■ **REQUIRED WORK**
Rescale the data below from its first line up to and including the line with "(1013, 679)". Write out every line in that span again, changing only the answer coordinates: multiply each by 1.75 and round to a whole number, with halves rounded up.
--- BEGIN ---
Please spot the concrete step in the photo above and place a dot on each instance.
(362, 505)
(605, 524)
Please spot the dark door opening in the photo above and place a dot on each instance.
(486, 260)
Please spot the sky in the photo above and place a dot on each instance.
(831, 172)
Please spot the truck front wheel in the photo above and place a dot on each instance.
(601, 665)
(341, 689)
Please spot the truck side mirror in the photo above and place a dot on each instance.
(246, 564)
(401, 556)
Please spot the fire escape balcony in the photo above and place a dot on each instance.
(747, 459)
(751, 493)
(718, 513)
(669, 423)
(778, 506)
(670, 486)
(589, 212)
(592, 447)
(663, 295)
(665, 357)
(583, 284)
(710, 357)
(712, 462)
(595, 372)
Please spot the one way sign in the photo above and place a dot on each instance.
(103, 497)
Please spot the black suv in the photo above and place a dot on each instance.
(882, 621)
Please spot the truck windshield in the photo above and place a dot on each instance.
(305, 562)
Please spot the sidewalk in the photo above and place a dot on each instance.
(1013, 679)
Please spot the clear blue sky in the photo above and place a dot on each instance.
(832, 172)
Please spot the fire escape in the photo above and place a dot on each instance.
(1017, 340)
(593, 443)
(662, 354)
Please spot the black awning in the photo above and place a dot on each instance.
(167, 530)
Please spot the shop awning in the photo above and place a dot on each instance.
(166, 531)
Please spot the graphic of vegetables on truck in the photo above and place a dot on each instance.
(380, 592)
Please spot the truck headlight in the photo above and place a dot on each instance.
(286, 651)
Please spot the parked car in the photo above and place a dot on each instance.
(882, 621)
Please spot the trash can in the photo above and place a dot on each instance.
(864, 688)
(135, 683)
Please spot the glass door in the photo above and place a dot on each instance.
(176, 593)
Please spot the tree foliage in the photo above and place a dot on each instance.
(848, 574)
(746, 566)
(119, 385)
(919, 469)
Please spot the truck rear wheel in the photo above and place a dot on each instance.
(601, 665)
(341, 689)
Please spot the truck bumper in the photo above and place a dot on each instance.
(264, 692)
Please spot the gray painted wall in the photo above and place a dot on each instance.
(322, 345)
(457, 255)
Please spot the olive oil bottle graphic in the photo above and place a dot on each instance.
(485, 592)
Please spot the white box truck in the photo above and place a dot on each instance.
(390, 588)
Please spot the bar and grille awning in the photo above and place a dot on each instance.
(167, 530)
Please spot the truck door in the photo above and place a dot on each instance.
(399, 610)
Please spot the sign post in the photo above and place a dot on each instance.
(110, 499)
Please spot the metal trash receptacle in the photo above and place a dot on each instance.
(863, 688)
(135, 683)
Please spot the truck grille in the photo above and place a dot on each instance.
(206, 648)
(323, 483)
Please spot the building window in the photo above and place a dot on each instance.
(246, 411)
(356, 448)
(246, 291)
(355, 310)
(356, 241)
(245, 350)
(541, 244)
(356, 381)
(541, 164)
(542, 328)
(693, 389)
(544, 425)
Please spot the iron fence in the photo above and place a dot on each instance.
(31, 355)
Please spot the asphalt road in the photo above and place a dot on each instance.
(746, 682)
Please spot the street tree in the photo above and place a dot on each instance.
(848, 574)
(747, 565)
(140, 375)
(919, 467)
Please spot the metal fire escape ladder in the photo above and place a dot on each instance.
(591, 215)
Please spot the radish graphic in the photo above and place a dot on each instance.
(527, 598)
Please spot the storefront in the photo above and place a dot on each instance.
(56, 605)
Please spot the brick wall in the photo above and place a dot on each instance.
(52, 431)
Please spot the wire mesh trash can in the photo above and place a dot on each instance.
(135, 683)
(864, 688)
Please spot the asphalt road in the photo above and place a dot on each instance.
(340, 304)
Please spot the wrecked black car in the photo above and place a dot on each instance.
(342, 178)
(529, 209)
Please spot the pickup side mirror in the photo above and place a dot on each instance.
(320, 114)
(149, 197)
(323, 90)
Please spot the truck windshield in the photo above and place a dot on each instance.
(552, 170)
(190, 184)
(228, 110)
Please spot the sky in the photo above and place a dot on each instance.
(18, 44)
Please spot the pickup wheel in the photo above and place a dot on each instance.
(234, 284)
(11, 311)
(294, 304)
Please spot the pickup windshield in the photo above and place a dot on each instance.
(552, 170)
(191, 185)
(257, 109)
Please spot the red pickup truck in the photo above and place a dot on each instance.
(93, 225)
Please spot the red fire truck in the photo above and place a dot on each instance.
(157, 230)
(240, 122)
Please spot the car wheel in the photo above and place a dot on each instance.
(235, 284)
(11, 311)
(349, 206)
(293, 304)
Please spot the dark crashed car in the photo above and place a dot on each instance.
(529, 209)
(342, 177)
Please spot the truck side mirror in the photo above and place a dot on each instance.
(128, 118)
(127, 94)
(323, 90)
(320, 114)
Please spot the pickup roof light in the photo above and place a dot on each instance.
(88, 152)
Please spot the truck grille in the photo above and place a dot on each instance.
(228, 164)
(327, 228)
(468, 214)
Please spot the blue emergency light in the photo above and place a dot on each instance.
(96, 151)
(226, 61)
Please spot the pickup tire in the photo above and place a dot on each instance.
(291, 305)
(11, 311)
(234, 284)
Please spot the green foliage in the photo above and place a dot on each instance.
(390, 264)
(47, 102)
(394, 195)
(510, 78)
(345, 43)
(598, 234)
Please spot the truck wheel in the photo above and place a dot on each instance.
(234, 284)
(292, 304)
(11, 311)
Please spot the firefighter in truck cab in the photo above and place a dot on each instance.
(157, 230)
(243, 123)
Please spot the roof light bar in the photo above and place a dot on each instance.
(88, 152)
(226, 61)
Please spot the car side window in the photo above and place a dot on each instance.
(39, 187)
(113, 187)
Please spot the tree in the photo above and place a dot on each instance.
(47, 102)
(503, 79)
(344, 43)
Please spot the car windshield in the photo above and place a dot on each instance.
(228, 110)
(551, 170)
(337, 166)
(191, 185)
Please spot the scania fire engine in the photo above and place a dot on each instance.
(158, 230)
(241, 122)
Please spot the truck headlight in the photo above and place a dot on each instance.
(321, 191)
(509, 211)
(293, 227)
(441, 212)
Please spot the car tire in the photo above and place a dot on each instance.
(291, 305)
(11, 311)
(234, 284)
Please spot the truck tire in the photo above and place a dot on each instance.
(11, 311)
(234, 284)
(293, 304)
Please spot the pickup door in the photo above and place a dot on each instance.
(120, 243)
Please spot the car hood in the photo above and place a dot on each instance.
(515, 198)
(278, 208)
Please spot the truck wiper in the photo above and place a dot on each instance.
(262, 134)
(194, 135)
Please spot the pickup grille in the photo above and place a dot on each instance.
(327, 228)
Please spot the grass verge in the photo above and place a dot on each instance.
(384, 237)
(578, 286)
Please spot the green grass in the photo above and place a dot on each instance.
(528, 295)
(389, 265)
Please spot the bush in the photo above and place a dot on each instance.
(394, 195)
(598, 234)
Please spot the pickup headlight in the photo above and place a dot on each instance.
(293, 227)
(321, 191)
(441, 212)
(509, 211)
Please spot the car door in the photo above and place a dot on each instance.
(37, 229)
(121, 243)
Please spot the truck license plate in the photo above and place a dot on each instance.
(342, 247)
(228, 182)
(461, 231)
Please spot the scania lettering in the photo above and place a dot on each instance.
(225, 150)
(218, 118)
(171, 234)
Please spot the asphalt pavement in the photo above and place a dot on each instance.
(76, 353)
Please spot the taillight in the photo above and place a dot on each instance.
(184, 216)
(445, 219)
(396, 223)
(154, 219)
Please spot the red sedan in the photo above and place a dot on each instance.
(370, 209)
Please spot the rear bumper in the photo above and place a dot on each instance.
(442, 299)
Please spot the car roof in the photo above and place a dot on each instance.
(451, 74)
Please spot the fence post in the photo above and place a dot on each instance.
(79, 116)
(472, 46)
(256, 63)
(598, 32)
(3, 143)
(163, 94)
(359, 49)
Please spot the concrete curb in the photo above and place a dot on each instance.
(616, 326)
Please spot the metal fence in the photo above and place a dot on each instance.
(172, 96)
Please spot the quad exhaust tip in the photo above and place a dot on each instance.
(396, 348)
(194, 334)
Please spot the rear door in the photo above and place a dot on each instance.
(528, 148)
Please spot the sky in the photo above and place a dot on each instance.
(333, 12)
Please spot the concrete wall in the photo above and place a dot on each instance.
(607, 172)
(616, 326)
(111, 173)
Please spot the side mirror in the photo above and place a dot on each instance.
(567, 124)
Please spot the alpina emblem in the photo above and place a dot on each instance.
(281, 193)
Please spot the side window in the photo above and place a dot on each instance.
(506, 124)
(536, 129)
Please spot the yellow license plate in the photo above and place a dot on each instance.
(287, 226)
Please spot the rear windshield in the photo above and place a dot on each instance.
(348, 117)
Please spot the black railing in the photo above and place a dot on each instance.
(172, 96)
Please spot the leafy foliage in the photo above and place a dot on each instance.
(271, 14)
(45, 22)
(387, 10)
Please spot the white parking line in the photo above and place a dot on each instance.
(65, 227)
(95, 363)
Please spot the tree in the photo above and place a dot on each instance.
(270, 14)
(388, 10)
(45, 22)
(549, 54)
--- END ---
■ **RESPONSE TO THE TASK**
Please spot the concrete step in the photo above and place a dot on each instance.
(634, 884)
(1059, 917)
Please spot the dark door opening in the photo above and place a dot on each instance.
(851, 455)
Please spot the sky in the photo above and place a dot on each instance.
(1454, 301)
Please spot the truck front wheel in the photo above and place a dot on each instance.
(1052, 1164)
(597, 1206)
Please spot the truck side mirror in the photo above and place a dot on each instance.
(431, 987)
(702, 973)
Please spot the fire escape balcony in the photo above and place a dot on each instance.
(1307, 803)
(1314, 863)
(1257, 898)
(1171, 740)
(1362, 886)
(1173, 851)
(1031, 371)
(1036, 782)
(1160, 516)
(1164, 625)
(1020, 497)
(1243, 625)
(1246, 809)
(1041, 651)
Please spot the one way sign in the photo above and place a dot on each instance.
(180, 870)
Please spot the black suv in the photo above and place a dot on each instance.
(1544, 1087)
Please spot the truck windshield in the photo above and place a dot on each instance.
(534, 984)
Please spot the sidewalk in the photo above and place a dot on each instance.
(1773, 1188)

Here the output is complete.